◆ 과제 ◆
아래 줄 가운데 "black"라는 문자열이 들어 있는 줄을 모두 뽑아 옮겨 적으세요. 대소문자를 구분합니다.

=-=-=

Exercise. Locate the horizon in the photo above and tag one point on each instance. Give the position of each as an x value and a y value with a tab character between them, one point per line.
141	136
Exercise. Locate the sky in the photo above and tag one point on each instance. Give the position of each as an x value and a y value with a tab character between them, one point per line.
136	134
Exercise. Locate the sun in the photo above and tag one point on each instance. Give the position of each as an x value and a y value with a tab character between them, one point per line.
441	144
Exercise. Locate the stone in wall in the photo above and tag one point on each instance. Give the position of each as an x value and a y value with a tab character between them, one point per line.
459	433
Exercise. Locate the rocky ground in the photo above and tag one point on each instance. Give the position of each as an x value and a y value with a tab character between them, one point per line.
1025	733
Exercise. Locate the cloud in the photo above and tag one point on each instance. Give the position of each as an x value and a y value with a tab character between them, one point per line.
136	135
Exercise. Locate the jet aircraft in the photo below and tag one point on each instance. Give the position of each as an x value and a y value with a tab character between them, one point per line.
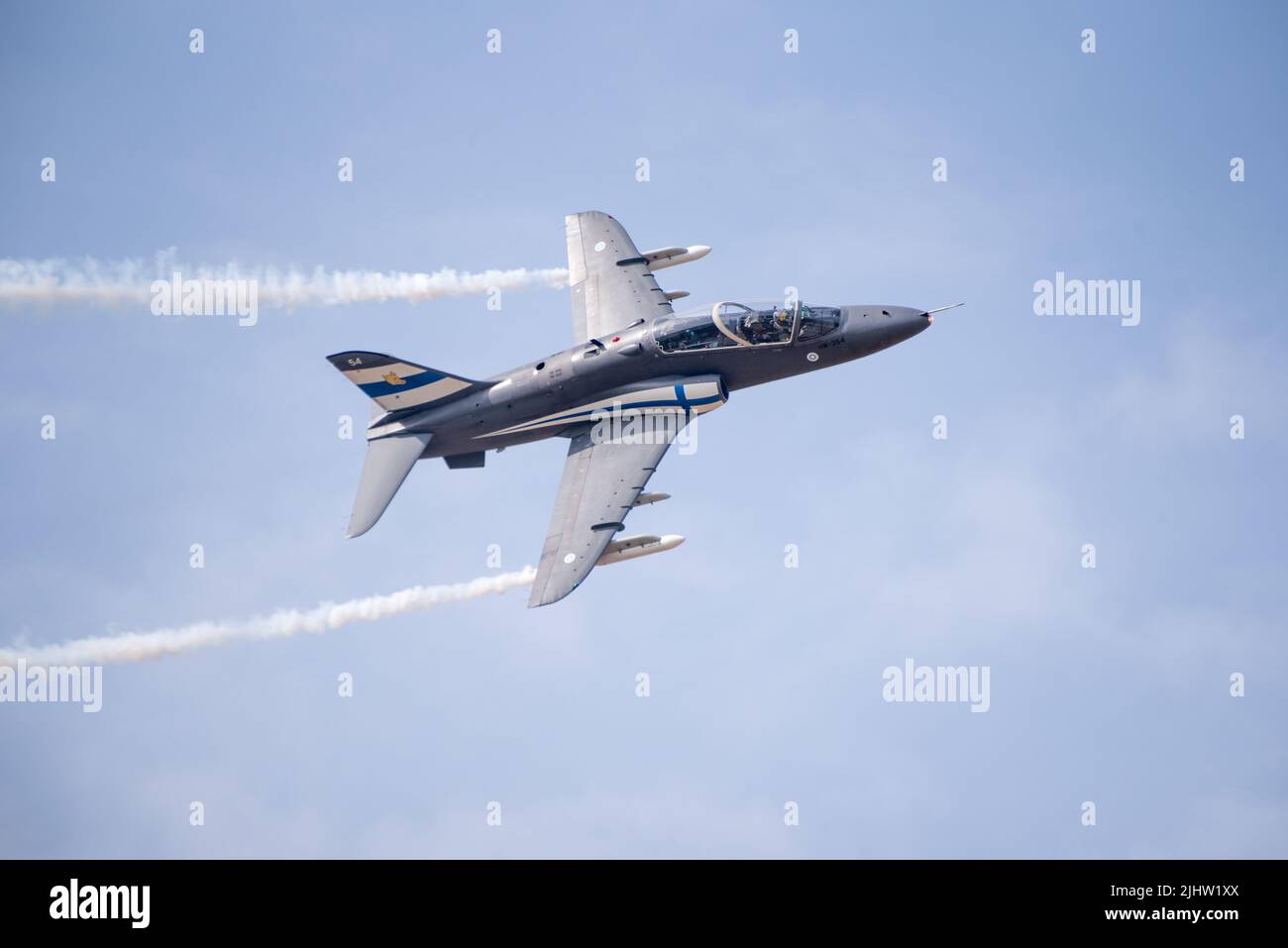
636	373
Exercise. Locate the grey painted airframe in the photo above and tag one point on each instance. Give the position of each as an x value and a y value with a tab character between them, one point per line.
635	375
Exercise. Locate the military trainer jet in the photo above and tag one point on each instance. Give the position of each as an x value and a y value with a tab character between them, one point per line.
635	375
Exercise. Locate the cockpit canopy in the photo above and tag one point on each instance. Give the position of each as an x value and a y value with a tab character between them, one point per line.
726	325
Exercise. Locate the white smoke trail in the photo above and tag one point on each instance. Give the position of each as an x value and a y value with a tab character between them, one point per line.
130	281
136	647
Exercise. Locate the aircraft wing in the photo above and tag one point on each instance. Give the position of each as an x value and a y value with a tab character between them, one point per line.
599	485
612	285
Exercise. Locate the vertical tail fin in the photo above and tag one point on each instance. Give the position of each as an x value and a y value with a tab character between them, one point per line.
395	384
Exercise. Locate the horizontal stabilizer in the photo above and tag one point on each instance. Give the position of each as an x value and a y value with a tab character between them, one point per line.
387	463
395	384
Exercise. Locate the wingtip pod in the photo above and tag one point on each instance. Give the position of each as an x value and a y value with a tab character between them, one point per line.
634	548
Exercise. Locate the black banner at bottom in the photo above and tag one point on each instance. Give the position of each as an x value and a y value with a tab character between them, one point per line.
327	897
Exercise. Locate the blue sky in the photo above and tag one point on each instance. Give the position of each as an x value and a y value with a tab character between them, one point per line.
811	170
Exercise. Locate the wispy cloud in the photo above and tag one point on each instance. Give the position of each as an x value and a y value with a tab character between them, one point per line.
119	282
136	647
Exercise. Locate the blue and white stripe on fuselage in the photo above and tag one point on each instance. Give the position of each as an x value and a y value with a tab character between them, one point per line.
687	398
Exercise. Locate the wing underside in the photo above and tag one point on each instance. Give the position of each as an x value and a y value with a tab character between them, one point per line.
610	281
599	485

=-=-=

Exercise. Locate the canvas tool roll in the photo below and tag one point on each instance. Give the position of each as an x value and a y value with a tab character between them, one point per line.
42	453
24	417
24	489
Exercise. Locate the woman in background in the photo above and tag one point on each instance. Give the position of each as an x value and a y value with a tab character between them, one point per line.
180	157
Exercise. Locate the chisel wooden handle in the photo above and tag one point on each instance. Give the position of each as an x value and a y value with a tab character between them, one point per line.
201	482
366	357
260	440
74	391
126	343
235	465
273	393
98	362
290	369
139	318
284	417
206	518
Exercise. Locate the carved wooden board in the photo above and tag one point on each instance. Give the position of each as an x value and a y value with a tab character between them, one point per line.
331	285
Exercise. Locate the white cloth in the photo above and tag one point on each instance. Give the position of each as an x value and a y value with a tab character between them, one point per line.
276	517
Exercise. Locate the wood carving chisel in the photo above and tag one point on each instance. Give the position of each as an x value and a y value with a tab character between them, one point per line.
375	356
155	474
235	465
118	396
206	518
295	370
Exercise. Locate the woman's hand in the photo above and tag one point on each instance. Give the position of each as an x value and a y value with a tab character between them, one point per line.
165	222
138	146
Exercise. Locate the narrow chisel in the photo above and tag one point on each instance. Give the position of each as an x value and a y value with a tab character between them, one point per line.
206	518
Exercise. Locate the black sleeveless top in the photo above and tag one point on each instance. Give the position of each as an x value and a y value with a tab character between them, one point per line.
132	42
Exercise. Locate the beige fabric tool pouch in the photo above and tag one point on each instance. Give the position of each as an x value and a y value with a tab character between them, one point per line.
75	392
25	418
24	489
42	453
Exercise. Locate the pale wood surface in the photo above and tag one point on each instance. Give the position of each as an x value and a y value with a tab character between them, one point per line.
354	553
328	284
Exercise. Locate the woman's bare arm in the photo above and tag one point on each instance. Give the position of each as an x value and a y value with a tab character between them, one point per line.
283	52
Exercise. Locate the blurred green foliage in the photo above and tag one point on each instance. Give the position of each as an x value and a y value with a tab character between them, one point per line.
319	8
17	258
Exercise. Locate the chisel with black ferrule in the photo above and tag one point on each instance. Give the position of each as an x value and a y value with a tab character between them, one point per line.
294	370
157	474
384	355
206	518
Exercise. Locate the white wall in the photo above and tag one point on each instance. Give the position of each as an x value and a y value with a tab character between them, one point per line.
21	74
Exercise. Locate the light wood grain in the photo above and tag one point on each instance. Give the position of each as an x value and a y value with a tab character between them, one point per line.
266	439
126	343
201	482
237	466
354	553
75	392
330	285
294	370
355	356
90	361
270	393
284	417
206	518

=-=-=

◆ 작성한 답 ◆
Exercise. Locate the black banner at bottom in the photo above and tag one point on each instance. Give the position of each as an x value and a y value with a tab character between them, one point per line.
Exercise. Locate the black sleeveless top in the photo above and tag one point on each instance. Give the position of each as an x value and a y value with a tab character between them, one point per line.
Exercise. Locate the chisel with black ferrule in the photo above and tag one point on each instance. Give the position of each as an x value and a y value with a tab character between them, one point per line.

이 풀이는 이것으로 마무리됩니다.